# DATASET ROWS:
........

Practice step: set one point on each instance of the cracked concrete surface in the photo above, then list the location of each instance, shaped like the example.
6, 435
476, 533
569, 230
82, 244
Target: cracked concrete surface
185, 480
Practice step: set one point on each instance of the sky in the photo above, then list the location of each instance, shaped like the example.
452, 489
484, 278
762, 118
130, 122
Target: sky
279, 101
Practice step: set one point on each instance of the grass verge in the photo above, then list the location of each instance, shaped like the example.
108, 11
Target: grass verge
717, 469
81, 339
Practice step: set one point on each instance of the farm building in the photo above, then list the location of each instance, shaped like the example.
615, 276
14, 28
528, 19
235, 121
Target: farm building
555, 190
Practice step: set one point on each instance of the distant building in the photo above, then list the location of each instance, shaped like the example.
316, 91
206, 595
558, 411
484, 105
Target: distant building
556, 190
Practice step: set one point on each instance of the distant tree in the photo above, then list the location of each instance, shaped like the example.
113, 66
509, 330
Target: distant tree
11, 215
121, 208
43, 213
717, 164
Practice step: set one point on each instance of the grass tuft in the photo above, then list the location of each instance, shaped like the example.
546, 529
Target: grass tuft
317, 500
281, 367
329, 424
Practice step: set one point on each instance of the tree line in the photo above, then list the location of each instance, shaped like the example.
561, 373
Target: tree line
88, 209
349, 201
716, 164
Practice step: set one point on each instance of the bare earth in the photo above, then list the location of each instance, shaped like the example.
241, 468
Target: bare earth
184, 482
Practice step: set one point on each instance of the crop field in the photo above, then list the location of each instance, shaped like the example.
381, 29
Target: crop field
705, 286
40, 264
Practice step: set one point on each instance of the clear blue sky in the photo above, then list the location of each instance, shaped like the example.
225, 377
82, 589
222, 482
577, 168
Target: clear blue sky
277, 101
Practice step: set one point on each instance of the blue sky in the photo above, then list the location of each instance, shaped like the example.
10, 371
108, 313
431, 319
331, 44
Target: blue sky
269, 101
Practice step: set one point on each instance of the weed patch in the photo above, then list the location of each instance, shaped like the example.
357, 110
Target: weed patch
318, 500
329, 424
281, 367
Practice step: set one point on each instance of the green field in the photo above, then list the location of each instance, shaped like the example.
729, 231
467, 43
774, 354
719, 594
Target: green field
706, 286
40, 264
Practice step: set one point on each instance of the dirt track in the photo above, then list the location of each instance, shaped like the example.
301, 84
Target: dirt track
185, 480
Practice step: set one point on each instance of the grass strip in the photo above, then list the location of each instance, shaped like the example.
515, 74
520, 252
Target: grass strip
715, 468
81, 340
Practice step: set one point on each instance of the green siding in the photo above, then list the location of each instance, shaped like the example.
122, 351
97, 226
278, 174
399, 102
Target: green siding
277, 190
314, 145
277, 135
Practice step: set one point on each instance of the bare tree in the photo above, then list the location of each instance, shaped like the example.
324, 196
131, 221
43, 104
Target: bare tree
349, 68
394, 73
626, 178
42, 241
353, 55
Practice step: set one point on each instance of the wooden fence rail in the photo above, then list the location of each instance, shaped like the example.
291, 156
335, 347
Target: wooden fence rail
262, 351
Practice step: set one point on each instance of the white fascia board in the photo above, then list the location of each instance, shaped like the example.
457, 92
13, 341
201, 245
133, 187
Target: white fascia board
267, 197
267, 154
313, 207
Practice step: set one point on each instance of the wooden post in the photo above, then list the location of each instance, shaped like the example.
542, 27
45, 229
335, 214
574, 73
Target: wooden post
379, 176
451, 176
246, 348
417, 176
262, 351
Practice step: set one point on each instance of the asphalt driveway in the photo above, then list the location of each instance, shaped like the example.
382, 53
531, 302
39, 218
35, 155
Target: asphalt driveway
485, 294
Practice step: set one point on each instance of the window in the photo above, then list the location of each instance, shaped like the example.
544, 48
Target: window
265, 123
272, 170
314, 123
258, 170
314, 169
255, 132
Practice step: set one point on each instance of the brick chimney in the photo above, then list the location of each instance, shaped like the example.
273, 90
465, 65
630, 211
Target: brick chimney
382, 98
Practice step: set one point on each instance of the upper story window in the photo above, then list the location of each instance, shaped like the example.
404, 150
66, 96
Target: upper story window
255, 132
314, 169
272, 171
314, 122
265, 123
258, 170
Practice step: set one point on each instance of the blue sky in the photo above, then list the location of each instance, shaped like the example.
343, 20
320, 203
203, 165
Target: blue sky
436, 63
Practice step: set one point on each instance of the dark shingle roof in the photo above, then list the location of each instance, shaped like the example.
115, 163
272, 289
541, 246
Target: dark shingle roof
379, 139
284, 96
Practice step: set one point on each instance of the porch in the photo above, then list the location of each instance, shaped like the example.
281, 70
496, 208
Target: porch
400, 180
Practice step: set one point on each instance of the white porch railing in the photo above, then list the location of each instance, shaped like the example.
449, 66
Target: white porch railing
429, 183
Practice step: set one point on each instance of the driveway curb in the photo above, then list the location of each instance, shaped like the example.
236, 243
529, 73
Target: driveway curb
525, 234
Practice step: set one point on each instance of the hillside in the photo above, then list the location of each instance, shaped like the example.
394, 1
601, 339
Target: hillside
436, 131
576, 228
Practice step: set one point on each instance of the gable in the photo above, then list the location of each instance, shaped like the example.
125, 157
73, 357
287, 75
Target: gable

........

# EXERCISE DIRECTIONS:
All entries shown above should be printed again exactly.

# RESULT OF THE TASK:
Practice step: set one point on each instance of the cracked concrete surface in the photo above, then list the location of each instance, shaped like the example.
6, 435
476, 533
569, 230
82, 244
Target: cracked concrete surface
185, 480
Practice step: set one point on each instance of the sky in the photo above, then list the location of each instance, shaped like the example.
452, 489
484, 278
762, 118
130, 122
Target: sky
279, 101
Practice step: set one point on each instance of the grass verge in the photo above, then list the location of each instance, shaped like the example.
108, 11
Target: grass verge
717, 469
81, 339
Practice step: set one point on each instance of the farm building in the photo above, then list the location of each instance, shaped like the example.
615, 276
14, 28
528, 19
235, 121
Target: farm building
555, 190
Practice step: set one point on each instance of the distant building in the photo above, then list the location of each instance, shaped like the example.
316, 91
206, 595
558, 411
484, 105
Target: distant building
556, 190
Practice step: set one point on each instance of the distant tree in the photo above, then list the location of each instance, shaped like the example.
113, 66
509, 330
Target: distant tree
11, 215
121, 208
43, 213
717, 164
Practice step: set one point on each instance of the grass tuft in the photo above, then list the location of each instance, shaped like the example.
546, 529
Target: grass tuft
317, 500
281, 367
329, 424
Practice step: set one point on each instance of the tree line in the photo above, then list the location of each instance, shaped like the example.
561, 373
Target: tree line
88, 209
349, 201
716, 164
Practice step: set one point on each instance of the bare earth in the photo above, then list the location of each instance, shaped like the example.
241, 468
Target: bare earth
184, 482
Practice step: set one point on each instance of the crop field in the photo above, then list the location of each instance, shaped like the example.
381, 29
Target: crop field
705, 286
40, 264
Practice step: set one point on each instance of the clear blue sky in the photo above, then list the location of each instance, shaped like the example.
225, 377
82, 589
222, 482
577, 168
Target: clear blue sky
277, 101
Practice step: set one point on each instance of the blue sky in the photo above, then list the location of each instance, shaped like the example.
10, 371
108, 313
431, 319
331, 44
Target: blue sky
269, 101
Practice step: set one point on each instance of the weed patch in the photo above, then list the location of each instance, shaped like the example.
357, 110
Target: weed patch
318, 500
329, 424
281, 367
Practice step: set one point on each instance of the green field in the photo above, then list the location of each instance, shaped like the example.
729, 231
467, 43
774, 354
719, 594
Target: green field
706, 286
40, 264
Practice step: set one point on each instance of the dirt track in the photo above, then list the location of each instance, shaped like the example.
301, 84
Target: dirt track
185, 480
Practice step: set one point on each instance of the grass strip in the photo above, then list the location of each instance, shaped like the example.
515, 74
520, 252
Target: grass strip
715, 468
81, 340
Practice step: set one point on each instance of the green siding in the photo above, then list the location of each instance, shaped like the example.
122, 351
97, 226
278, 174
399, 102
Target: green siding
277, 190
314, 145
277, 135
Practice step: set one point on each instance of the bare tree in the photo above, then list the location of each instance, shaped like the example.
324, 196
131, 221
43, 104
Target: bare tree
349, 68
394, 73
626, 178
42, 241
353, 55
Practice step: set one point on each instance of the wooden fence rail in the photo above, then list the location of each instance, shaped like the example.
291, 156
335, 347
Target: wooden fence rail
262, 351
Practice step: set one point on each instance of the white fascia board in the photo above, then list the location of each instance, shaped like the example.
457, 92
13, 341
201, 245
133, 187
Target: white fascia board
267, 197
267, 154
313, 207
Practice step: set one point on each instance of the wooden post in the photo above, then list the location of each instance, shaped like the example.
542, 27
45, 229
335, 214
574, 73
Target: wooden post
379, 176
451, 176
246, 348
417, 176
262, 351
Practice step: set one point on each instance of the asphalt driveway in the photo above, then list the location of each instance, shaped like the example.
382, 53
531, 302
39, 218
35, 155
Target: asphalt driveway
485, 294
Practice step: set one point on each instance of the window in the photo above, then list the location of each instance, shaped like the example.
544, 48
Target: window
265, 123
272, 170
314, 123
258, 170
314, 169
255, 132
Practice step: set one point on each instance of the brick chimney in the photo above, then list the location of each instance, shaped like the example.
273, 90
465, 65
630, 211
Target: brick chimney
382, 98
Practice step: set one point on each instance of the upper story window in the photo above, then list the location of each instance, shaped like the example.
404, 150
66, 96
Target: upper story window
255, 132
314, 169
272, 171
314, 122
265, 123
258, 170
Practice step: set one point on each instance of the blue sky in the photo above, then list the location of each instance, shaped like the example.
343, 20
320, 203
203, 165
Target: blue sky
436, 63
Practice step: set one point on each instance of the dark shingle roof in the photo above, then list the location of each instance, shaped like the example.
115, 163
272, 289
541, 246
Target: dark shingle roof
379, 139
284, 96
Practice step: set one point on each instance of the porch in the photo above, then list the location of each instance, shaped like the example.
281, 70
496, 208
Target: porch
400, 180
Practice step: set one point on each instance of the white porch railing in the photo above, then list the location of each instance, shaped like the example.
449, 66
Target: white porch railing
429, 183
Practice step: set one point on each instance of the driveway curb in the photo above, then list the location of each instance, shaped like the example.
236, 243
529, 73
Target: driveway curb
525, 234
Practice step: set one point on each instance of the hillside in the photo above, then list the location of each instance, shaped like the example.
394, 1
601, 339
Target: hillside
436, 131
576, 228
Practice step: set one point on each instance of the gable in the photo above, then list the location of each instance, shaped like the example.
125, 157
73, 357
287, 75
Target: gable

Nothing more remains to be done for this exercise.